_What to work on_:
Reproduce the entry below about a cancer journey in full, keeping every word and line unchanged.

======== Source passage

Saturday, December 1, 2012

Knowing What You Don't Know


I've always felt I could take care of myself and could figure out what I needed. But that's a bit of self-delusion, especially when something serious happens. This little cancer journey--and I say little because it's new and because there seems to be a positive resolution in the near future--has reminded me that things aren't black and white. Not everything is knowable. The experts don't always agree. They CAN put something on the internet that isn't true. You know, just one surprise after another.

The trip from fear about something wrong to knowing it to fixing it to continuing to treat it has gone remarkably fast. My information changes day to day, partly because the facts change a  bit, partly because my own rather uninformed thoughts are disposed of, though sometimes I've guessed or have understood something I've read on my own. It's funny what we know but not really--yes, some cancer cells had gone elsewhere but it's not a metastasized cancer. It's a couple of isolated cells. "They got it in time" has real meaning.

================
======== Recorded data

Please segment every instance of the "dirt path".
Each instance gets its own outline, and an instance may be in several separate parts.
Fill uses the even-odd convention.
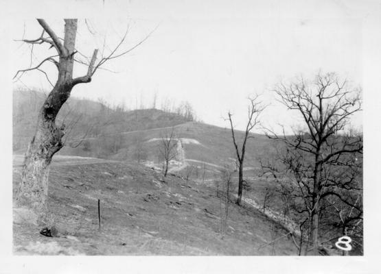
[[[21,166],[24,162],[24,155],[13,155],[13,166]],[[51,160],[52,165],[69,166],[76,164],[102,164],[108,162],[119,162],[112,160],[94,158],[91,157],[71,156],[65,155],[56,155]]]

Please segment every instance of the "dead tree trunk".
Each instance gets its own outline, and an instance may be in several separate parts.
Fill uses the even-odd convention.
[[[243,162],[240,162],[240,168],[238,169],[238,198],[237,204],[241,205],[242,200],[242,189],[244,185],[244,165]]]
[[[233,125],[233,116],[230,112],[228,112],[228,119],[230,123],[230,129],[231,130],[231,137],[233,138],[233,145],[235,150],[237,156],[237,161],[239,163],[238,170],[238,197],[237,198],[236,203],[241,206],[242,199],[242,190],[244,184],[244,160],[245,156],[246,145],[247,140],[249,138],[253,138],[250,136],[251,131],[259,123],[259,116],[261,112],[264,110],[265,107],[262,105],[261,101],[258,100],[258,95],[255,95],[252,98],[249,98],[250,104],[248,108],[248,121],[244,131],[244,135],[242,140],[242,148],[240,151],[238,148],[238,143],[237,142],[235,134],[234,133],[234,127]]]
[[[39,21],[49,34],[54,42],[56,36],[43,21]],[[40,110],[36,134],[29,145],[22,172],[22,180],[17,195],[19,206],[32,208],[40,217],[47,221],[47,197],[49,165],[51,158],[63,146],[62,138],[65,125],[56,124],[56,117],[66,102],[73,88],[73,64],[75,53],[77,20],[65,20],[65,40],[59,49],[60,60],[57,82]],[[57,39],[58,40],[58,39]]]
[[[56,117],[62,105],[70,97],[73,87],[76,84],[91,81],[97,51],[94,51],[88,75],[73,79],[73,66],[76,53],[77,19],[65,19],[63,44],[44,20],[38,19],[38,21],[43,28],[44,32],[46,32],[49,34],[51,40],[43,38],[43,33],[37,40],[41,40],[41,43],[45,42],[51,44],[58,53],[58,62],[49,58],[49,60],[57,66],[58,75],[54,87],[39,111],[36,133],[29,144],[25,154],[21,182],[16,195],[16,203],[19,206],[31,208],[38,216],[39,221],[47,223],[49,164],[53,155],[63,147],[62,136],[65,134],[65,125],[57,125]]]
[[[98,50],[94,49],[89,63],[76,60],[87,66],[87,73],[73,78],[74,55],[78,52],[76,49],[78,20],[65,19],[64,39],[58,38],[45,20],[37,19],[37,21],[43,29],[41,36],[37,39],[24,39],[21,41],[32,45],[49,44],[51,48],[56,49],[58,54],[49,56],[35,67],[18,71],[14,79],[21,75],[19,78],[24,73],[32,70],[43,72],[47,78],[47,73],[40,68],[45,62],[50,62],[56,65],[58,77],[56,84],[40,110],[36,132],[25,154],[22,179],[16,201],[17,206],[30,208],[34,211],[41,222],[47,223],[49,166],[53,155],[63,147],[62,136],[65,134],[65,125],[58,126],[56,124],[58,112],[70,97],[71,90],[76,85],[91,82],[91,77],[95,71],[106,62],[129,53],[147,40],[150,34],[129,49],[117,53],[117,49],[126,39],[126,32],[110,54],[106,57],[102,55],[97,64],[95,61]],[[49,37],[44,37],[45,34]],[[55,59],[56,58],[58,58],[58,60]]]

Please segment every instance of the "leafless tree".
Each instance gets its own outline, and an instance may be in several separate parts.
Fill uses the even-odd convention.
[[[76,58],[76,55],[82,54],[76,48],[77,19],[65,19],[63,39],[57,36],[44,19],[37,19],[37,21],[43,29],[40,37],[21,41],[32,46],[47,44],[55,49],[56,54],[47,57],[35,66],[18,71],[14,78],[18,79],[27,72],[38,71],[46,76],[53,88],[38,113],[36,132],[25,155],[16,201],[19,206],[32,208],[38,215],[39,221],[46,223],[48,221],[47,197],[49,164],[53,155],[63,147],[62,137],[65,134],[65,124],[56,124],[57,114],[70,97],[73,88],[79,84],[90,82],[95,72],[105,62],[128,53],[141,45],[148,36],[132,48],[119,52],[118,50],[126,39],[126,32],[114,49],[106,56],[102,56],[97,62],[97,49],[94,49],[89,62],[82,62]],[[86,75],[73,77],[75,62],[87,66]],[[46,72],[41,69],[41,66],[46,62],[53,64],[57,68],[58,77],[54,84],[49,80]]]
[[[170,131],[165,131],[161,136],[159,145],[159,154],[163,160],[163,175],[167,176],[168,166],[171,160],[177,156],[178,137],[172,127]]]
[[[228,165],[220,171],[221,177],[218,182],[217,195],[220,198],[220,214],[221,220],[221,238],[224,238],[227,228],[229,203],[230,203],[230,188],[231,177],[235,171]]]
[[[241,205],[241,200],[242,199],[242,189],[244,183],[243,171],[246,145],[248,139],[250,138],[253,138],[253,136],[250,135],[250,133],[251,130],[259,124],[259,115],[266,108],[266,106],[263,105],[262,102],[259,101],[259,97],[258,95],[254,95],[253,97],[249,98],[249,105],[248,107],[248,121],[246,125],[245,131],[244,133],[244,135],[240,149],[238,147],[238,140],[234,132],[234,126],[233,125],[232,119],[233,114],[230,112],[228,113],[228,119],[230,123],[233,144],[234,145],[237,161],[238,162],[238,197],[237,199],[237,204],[240,206]]]
[[[283,174],[292,195],[299,197],[300,214],[308,214],[308,241],[306,253],[319,251],[319,219],[323,201],[337,203],[362,212],[351,192],[361,191],[362,134],[348,134],[350,118],[361,110],[360,89],[351,88],[334,73],[319,73],[312,81],[299,78],[289,84],[280,84],[275,92],[280,101],[301,116],[304,129],[280,136],[270,131],[270,138],[284,144],[278,165],[265,166]],[[356,196],[355,196],[356,197]],[[361,214],[360,214],[361,215]],[[312,242],[312,249],[308,245]]]

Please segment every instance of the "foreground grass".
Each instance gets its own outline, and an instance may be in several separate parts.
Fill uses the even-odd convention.
[[[132,163],[76,159],[56,163],[49,207],[59,237],[33,224],[14,223],[16,254],[295,255],[281,226],[261,212],[229,206],[223,238],[220,203],[212,181],[203,184]],[[14,191],[21,166],[14,167]],[[102,229],[98,231],[97,199]],[[270,243],[275,239],[279,240]]]

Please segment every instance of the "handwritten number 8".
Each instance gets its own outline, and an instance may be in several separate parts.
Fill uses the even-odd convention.
[[[335,245],[336,247],[341,250],[344,250],[345,251],[349,251],[351,250],[352,250],[352,246],[351,245],[349,245],[349,242],[351,242],[352,241],[352,239],[351,239],[349,237],[348,237],[347,236],[343,236],[343,237],[340,237],[337,242],[336,242]],[[339,244],[341,244],[341,245],[339,245]],[[343,245],[344,245],[344,247],[343,247]]]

================

_Result for this exercise_:
Saturday, December 1, 2012

Knowing What You Don't Know


I've always felt I could take care of myself and could figure out what I needed. But that's a bit of self-delusion, especially when something serious happens. This little cancer journey--and I say little because it's new and because there seems to be a positive resolution in the near future--has reminded me that things aren't black and white. Not everything is knowable. The experts don't always agree. They CAN put something on the internet that isn't true. You know, just one surprise after another.

The trip from fear about something wrong to knowing it to fixing it to continuing to treat it has gone remarkably fast. My information changes day to day, partly because the facts change a  bit, partly because my own rather uninformed thoughts are disposed of, though sometimes I've guessed or have understood something I've read on my own. It's funny what we know but not really--yes, some cancer cells had gone elsewhere but it's not a metastasized cancer. It's a couple of isolated cells. "They got it in time" has real meaning.